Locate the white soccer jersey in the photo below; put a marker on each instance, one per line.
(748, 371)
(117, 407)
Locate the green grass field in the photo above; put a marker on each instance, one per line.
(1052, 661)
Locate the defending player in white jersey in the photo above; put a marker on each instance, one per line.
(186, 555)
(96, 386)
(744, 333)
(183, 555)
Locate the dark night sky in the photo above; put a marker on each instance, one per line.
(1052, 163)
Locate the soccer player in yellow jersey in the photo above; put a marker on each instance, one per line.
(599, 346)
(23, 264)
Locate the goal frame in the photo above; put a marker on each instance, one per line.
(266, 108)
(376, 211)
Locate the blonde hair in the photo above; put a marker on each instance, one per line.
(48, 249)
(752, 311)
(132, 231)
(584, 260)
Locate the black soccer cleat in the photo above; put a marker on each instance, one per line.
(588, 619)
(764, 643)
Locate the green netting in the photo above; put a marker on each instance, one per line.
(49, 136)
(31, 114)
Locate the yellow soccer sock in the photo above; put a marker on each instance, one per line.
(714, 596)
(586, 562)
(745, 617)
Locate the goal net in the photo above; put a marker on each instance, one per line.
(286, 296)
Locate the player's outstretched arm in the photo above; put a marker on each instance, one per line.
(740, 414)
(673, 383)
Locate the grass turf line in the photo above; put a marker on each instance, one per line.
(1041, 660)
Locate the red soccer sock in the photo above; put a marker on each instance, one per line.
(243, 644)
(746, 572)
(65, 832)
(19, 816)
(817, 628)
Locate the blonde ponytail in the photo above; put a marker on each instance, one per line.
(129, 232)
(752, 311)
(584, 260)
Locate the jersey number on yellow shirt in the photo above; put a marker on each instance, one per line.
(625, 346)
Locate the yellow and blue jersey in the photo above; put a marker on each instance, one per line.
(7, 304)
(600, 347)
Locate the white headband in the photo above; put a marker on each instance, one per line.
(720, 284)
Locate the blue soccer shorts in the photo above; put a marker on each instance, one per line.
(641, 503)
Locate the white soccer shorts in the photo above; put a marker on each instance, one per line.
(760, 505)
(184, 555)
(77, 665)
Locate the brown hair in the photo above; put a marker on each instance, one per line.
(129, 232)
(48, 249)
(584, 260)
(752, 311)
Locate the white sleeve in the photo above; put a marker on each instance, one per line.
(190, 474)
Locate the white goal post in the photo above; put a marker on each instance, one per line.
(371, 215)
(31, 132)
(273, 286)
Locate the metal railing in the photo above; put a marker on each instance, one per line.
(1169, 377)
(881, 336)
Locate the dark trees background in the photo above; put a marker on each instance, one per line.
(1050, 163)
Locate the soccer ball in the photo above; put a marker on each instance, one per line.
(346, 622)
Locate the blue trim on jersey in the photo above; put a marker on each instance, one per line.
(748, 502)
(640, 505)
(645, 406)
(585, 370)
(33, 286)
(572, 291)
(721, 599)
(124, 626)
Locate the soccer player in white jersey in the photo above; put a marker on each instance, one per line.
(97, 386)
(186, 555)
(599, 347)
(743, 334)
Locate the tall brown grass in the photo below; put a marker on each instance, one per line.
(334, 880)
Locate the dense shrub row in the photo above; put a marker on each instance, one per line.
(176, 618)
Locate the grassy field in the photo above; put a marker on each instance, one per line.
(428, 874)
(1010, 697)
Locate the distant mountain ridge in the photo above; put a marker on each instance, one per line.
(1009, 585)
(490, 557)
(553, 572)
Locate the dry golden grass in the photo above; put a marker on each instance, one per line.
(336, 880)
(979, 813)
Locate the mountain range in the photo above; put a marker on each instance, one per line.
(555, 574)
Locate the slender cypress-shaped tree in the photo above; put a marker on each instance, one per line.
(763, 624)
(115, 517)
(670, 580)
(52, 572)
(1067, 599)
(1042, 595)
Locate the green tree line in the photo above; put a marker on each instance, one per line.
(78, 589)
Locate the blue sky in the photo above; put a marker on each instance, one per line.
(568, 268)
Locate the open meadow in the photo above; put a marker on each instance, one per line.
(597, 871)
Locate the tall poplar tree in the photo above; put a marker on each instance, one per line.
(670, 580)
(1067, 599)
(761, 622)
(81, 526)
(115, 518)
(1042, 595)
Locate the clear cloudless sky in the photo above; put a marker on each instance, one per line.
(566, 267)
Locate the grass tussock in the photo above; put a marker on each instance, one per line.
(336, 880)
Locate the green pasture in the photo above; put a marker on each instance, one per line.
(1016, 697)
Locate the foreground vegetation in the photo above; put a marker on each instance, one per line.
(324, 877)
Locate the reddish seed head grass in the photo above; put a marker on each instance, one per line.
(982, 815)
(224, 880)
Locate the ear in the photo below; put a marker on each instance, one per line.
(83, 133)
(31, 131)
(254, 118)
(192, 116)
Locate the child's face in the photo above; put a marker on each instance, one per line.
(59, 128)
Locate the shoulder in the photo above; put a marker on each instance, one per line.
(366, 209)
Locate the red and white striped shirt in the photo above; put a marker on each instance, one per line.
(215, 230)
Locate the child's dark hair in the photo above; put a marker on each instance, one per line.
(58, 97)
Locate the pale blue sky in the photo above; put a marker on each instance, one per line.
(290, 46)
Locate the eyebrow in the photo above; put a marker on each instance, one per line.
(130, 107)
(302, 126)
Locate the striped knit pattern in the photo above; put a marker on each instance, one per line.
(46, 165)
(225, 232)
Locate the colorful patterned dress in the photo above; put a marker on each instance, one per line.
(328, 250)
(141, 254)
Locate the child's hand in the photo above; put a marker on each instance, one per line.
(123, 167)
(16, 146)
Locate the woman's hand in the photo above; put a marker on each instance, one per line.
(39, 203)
= = = =
Output nothing but the lines from the one that contains "Locate the woman's" through the final line of the entries above, exactly as they appear.

Locate the woman's hand in the photo above; put a marker on each instance, one per line.
(39, 203)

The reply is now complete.